___ Source records ___

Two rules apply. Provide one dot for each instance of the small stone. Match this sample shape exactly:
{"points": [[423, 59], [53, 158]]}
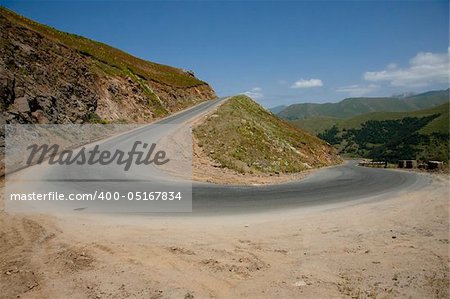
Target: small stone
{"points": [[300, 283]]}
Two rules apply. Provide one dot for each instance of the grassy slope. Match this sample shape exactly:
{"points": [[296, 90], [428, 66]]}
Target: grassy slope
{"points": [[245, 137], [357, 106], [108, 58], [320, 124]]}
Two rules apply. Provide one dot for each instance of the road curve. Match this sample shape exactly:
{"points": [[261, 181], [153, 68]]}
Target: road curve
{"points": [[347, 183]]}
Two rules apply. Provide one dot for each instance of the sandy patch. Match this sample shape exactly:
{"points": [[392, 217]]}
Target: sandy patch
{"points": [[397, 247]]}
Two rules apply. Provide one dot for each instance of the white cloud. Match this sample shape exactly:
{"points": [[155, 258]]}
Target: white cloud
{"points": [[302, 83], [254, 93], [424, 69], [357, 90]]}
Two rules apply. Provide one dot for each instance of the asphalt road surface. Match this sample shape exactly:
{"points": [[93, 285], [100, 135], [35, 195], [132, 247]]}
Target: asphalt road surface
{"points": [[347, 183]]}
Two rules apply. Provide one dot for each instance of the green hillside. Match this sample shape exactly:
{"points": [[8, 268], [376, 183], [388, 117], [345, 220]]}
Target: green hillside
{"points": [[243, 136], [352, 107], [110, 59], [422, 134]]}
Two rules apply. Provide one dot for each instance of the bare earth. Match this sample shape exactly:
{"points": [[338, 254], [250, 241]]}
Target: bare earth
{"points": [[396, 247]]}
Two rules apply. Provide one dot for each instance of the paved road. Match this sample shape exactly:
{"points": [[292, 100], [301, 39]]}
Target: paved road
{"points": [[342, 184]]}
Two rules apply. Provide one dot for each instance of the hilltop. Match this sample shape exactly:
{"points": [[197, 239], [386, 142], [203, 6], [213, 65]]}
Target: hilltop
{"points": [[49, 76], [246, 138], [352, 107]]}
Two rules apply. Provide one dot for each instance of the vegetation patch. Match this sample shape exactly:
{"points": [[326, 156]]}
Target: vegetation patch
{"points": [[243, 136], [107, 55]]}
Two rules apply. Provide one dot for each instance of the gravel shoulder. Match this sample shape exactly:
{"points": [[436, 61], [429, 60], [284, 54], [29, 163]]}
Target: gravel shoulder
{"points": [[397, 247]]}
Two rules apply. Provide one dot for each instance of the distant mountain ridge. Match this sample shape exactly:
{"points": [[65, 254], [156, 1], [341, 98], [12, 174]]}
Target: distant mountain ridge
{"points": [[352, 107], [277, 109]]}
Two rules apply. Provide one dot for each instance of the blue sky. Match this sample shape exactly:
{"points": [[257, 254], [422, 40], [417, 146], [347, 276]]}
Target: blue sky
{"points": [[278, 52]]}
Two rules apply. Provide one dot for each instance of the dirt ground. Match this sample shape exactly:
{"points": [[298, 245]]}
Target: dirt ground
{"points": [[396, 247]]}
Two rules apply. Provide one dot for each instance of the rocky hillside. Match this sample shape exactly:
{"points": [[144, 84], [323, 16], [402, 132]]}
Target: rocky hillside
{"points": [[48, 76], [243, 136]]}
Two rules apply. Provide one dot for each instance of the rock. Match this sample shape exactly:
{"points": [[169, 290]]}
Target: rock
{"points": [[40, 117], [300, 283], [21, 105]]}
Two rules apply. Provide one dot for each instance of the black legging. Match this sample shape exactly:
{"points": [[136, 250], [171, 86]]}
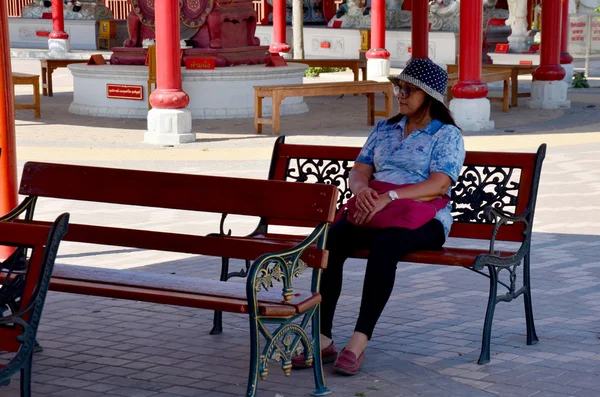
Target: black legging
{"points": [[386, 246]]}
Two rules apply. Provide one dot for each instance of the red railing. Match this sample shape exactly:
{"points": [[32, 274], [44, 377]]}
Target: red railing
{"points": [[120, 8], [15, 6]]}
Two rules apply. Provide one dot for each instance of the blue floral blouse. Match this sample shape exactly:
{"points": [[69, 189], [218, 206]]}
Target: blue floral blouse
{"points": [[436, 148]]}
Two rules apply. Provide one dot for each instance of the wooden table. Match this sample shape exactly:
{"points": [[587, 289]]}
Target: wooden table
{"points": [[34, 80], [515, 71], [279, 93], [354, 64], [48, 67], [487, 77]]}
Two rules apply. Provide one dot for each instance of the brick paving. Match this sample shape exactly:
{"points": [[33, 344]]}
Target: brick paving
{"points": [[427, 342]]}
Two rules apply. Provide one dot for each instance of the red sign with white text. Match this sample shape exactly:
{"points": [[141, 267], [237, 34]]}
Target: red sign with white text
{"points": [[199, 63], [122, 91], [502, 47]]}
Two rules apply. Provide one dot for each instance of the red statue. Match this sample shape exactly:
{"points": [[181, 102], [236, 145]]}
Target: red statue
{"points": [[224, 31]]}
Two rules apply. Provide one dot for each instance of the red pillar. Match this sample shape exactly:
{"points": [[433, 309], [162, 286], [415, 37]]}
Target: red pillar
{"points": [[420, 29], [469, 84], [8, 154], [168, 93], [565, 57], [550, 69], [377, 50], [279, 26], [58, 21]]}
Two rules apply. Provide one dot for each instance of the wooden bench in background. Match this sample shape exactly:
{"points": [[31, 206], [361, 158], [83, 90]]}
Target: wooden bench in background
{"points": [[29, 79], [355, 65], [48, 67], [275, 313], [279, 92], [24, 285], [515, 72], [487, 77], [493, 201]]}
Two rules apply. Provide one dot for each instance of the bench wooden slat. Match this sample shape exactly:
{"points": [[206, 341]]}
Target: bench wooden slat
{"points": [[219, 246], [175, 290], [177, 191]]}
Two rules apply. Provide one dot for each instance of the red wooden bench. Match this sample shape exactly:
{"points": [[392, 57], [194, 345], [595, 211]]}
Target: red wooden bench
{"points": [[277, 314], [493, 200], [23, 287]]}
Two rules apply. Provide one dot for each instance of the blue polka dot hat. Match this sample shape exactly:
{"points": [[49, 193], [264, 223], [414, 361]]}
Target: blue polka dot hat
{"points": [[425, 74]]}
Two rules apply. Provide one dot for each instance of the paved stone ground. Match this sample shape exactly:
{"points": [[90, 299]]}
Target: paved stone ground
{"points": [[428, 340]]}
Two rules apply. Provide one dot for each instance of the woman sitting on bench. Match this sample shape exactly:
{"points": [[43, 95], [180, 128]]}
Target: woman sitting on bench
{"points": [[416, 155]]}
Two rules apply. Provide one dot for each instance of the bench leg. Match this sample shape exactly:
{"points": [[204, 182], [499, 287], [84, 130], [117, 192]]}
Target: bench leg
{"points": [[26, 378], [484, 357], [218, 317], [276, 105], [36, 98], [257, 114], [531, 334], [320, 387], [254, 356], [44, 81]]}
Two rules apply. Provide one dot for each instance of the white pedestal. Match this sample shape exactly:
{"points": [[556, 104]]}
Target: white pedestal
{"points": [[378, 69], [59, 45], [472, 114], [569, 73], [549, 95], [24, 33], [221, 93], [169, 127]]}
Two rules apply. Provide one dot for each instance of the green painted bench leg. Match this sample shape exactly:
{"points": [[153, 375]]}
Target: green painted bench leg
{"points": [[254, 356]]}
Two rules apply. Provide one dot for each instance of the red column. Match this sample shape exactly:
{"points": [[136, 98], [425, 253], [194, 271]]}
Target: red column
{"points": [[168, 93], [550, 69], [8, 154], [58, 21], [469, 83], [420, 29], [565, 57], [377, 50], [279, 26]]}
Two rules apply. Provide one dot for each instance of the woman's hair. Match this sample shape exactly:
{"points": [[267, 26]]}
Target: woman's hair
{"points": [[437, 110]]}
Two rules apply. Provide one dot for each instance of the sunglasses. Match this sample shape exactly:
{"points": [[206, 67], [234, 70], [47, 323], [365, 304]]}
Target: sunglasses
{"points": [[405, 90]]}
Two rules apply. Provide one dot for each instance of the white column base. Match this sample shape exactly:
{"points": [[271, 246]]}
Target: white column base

___

What to do ▸ What comes back should match the records exactly, minus any pictures.

Exercise response ▸
Two rules apply. Provide one dot for each instance of the small stone. Match this sample shape exactly:
{"points": [[423, 59], [53, 158]]}
Target: small stone
{"points": [[300, 283]]}
Two rules apply. Provide one dot for each instance of the grassy slope. Match this sample shape exactly:
{"points": [[296, 90], [428, 66]]}
Target: grassy slope
{"points": [[245, 137], [357, 106], [108, 58], [320, 124]]}
Two rules apply. Provide one dot for each instance of the road curve. Match this sample shape exactly:
{"points": [[261, 181], [153, 68]]}
Target: road curve
{"points": [[347, 183]]}
Two rules apply. Provide one dot for each instance of the sandy patch. Match this sample shape exactly:
{"points": [[392, 217]]}
Target: sandy patch
{"points": [[397, 247]]}
Two rules apply. Provide one dot for each instance of the white cloud. Match this sample shape exactly:
{"points": [[155, 258]]}
Target: white cloud
{"points": [[302, 83], [254, 93], [424, 69], [357, 90]]}
Two rules apply. Provide one dot for each instance of the asphalt road surface. Match this sample shape exactly:
{"points": [[93, 285], [100, 135], [35, 195], [132, 247]]}
Target: asphalt road surface
{"points": [[347, 183]]}
Two rules apply. Provide one dot for each instance of the green hillside. Match this sample shape exactly:
{"points": [[8, 268], [376, 183], [388, 117], [345, 220]]}
Target: green hillside
{"points": [[243, 136], [352, 107], [110, 59], [422, 134]]}
Two rules apply. Provide one dot for each instance of the bare earth. Match this sample shape exactly:
{"points": [[338, 254], [250, 241]]}
Target: bare earth
{"points": [[396, 247]]}
Two rules apply. Provide one dot for each instance of the paved road. Match this sample shape exactly:
{"points": [[292, 100], [301, 39]]}
Target: paved road
{"points": [[342, 184]]}
Two rules apply. Provide one dot for each instance of the hilltop. Match this sample shape exactly:
{"points": [[197, 239], [386, 142], [203, 6], [213, 65]]}
Target: hilltop
{"points": [[49, 76], [246, 138], [352, 107]]}
Two rules apply. Provide one dot for each instance of the vegetation patch. Match this sample shape exactly:
{"points": [[326, 156]]}
Target: vegetation patch
{"points": [[243, 136], [107, 55]]}
Two rules apply. Provide one dot for each instance of the gravel shoulder. Match this sample shape exactly:
{"points": [[436, 61], [429, 60], [284, 54], [29, 163]]}
Target: gravel shoulder
{"points": [[397, 247]]}
Two rules apply. Provide one dot for each instance of the distant mountain ridge. Match this sample shape exactly:
{"points": [[65, 254], [156, 1], [341, 98], [12, 174]]}
Target: distant mountain ridge
{"points": [[352, 107], [277, 109]]}
Two rules apply. Provide one dot for each instance of the blue sky. Match this sample shape exactly:
{"points": [[257, 254], [422, 40], [417, 146], [347, 276]]}
Target: blue sky
{"points": [[278, 52]]}
Two rules apply. Provide one dot for each instance of the dirt ground. Match this sample shape exactly:
{"points": [[298, 245]]}
Target: dirt ground
{"points": [[396, 247]]}
Two rules apply. Provide one dot for each instance of the rocky hillside. Match this sample shape exactly:
{"points": [[144, 84], [323, 16], [402, 132]]}
Target: rocky hillside
{"points": [[48, 76], [243, 136]]}
Two rules apply. Provide one dot for each instance of the rock. Match this sample shape exactly:
{"points": [[169, 290]]}
Target: rock
{"points": [[40, 117], [300, 283], [21, 105]]}
Two rules apply. Provide one dot for each instance of the black legging. Match this sample shape exactly:
{"points": [[136, 250], [171, 86]]}
Target: black legging
{"points": [[386, 246]]}
Two rules apply. Provide one dot for each instance of the red railing. Match this sample shape exactly:
{"points": [[32, 274], [44, 377]]}
Target: red railing
{"points": [[120, 8], [15, 6]]}
Two rules apply. Provide one dot for each instance of the blue floral blouse. Match this sample shape exactly:
{"points": [[69, 189], [218, 206]]}
Target: blue floral blouse
{"points": [[436, 148]]}
Two rules apply. Provide one dot for each instance of the wooden table. Match this sample shape exactly:
{"points": [[587, 289]]}
Target: wooden table
{"points": [[34, 80], [515, 71], [279, 93], [354, 64], [48, 67], [487, 77]]}
Two rules apply. Provide one dot for each instance of the brick paving. Match this sample shape exactly:
{"points": [[33, 344]]}
Target: brick paving
{"points": [[427, 342]]}
Two rules apply. Provide one dot for each instance of the red sign with white text. Match this sample shape exactly:
{"points": [[141, 267], [237, 34]]}
Target: red sign with white text
{"points": [[199, 63], [122, 91], [502, 47]]}
Two rules apply. Provide one dot for each instance of the red statue. Match this sample shape exactly:
{"points": [[181, 102], [236, 145]]}
Target: red statue
{"points": [[224, 31]]}
Two rules apply. Provide one dot for each instance of the red pillar. Match this sample shape exactly:
{"points": [[433, 309], [162, 286], [415, 37]]}
Target: red pillar
{"points": [[420, 29], [469, 84], [8, 154], [168, 93], [565, 57], [550, 69], [377, 50], [279, 26], [58, 21]]}
Two rules apply. Provide one dot for each instance of the wooden bench in background. Match this sample shape exactly:
{"points": [[31, 206], [361, 158], [83, 90]]}
Target: wooden bench in background
{"points": [[29, 79], [355, 65], [48, 67], [275, 313], [279, 92], [24, 285], [515, 72], [487, 77], [493, 201]]}
Two rules apply. Provide one dot for each instance of the bench wooden slat. Match this sample shape exactly:
{"points": [[206, 341]]}
Target: bench wooden slat
{"points": [[219, 246], [175, 290], [177, 191]]}
Two rules apply. Provide one dot for each instance of the red wooden bench. Match this sample shape exactly:
{"points": [[392, 57], [194, 345], [595, 211]]}
Target: red wooden bench
{"points": [[277, 314], [493, 200], [23, 287]]}
Two rules apply. Provide one dot for each instance of the blue polka dot hat. Match this sample shape exactly:
{"points": [[49, 193], [264, 223], [414, 361]]}
Target: blue polka dot hat
{"points": [[425, 74]]}
Two rules apply. Provide one dot for each instance of the paved stone ground. Match this sample shape exactly:
{"points": [[90, 299]]}
Target: paved stone ground
{"points": [[428, 340]]}
Two rules apply. Provide one dot for each instance of the woman sitting on bench. Match this sample shape exactly:
{"points": [[43, 95], [180, 128]]}
Target: woman sitting on bench
{"points": [[416, 155]]}
Two rules apply. Provide one dot for each instance of the bench leg. Match this sample shape exactly:
{"points": [[204, 182], [499, 287], [84, 130], [117, 192]]}
Target: bench leg
{"points": [[26, 378], [484, 357], [218, 317], [276, 105], [36, 98], [257, 114], [531, 334], [320, 387], [254, 356], [44, 81]]}
Two rules apply. Provide one dot for each instance of the white pedestal. Match this sample shape exactly:
{"points": [[556, 104]]}
Target: white pedestal
{"points": [[378, 69], [59, 45], [472, 114], [569, 73], [549, 95], [24, 33], [221, 93], [169, 127]]}
Two rules apply. Provide one dot for each instance of the green painted bench leg. Match this sample shape exactly:
{"points": [[153, 375]]}
Target: green painted bench leg
{"points": [[254, 356]]}
Two rules apply. Provide one dot for each instance of the red column. Match this sample shape exactly:
{"points": [[136, 98], [425, 253], [194, 271]]}
Target: red column
{"points": [[168, 93], [550, 69], [8, 154], [58, 21], [469, 83], [420, 29], [565, 57], [377, 50], [279, 26]]}
Two rules apply. Provide one dot for each instance of the woman's hair. Match this sample shape exactly:
{"points": [[267, 26]]}
Target: woman's hair
{"points": [[437, 110]]}
Two rules apply. Provide one dot for each instance of the sunglasses. Match this sample shape exactly:
{"points": [[206, 67], [234, 70], [47, 323], [365, 304]]}
Target: sunglasses
{"points": [[405, 90]]}
Two rules apply. Provide one dot for each instance of the white column base. Match this sample shape exactly:
{"points": [[271, 246]]}
Target: white column base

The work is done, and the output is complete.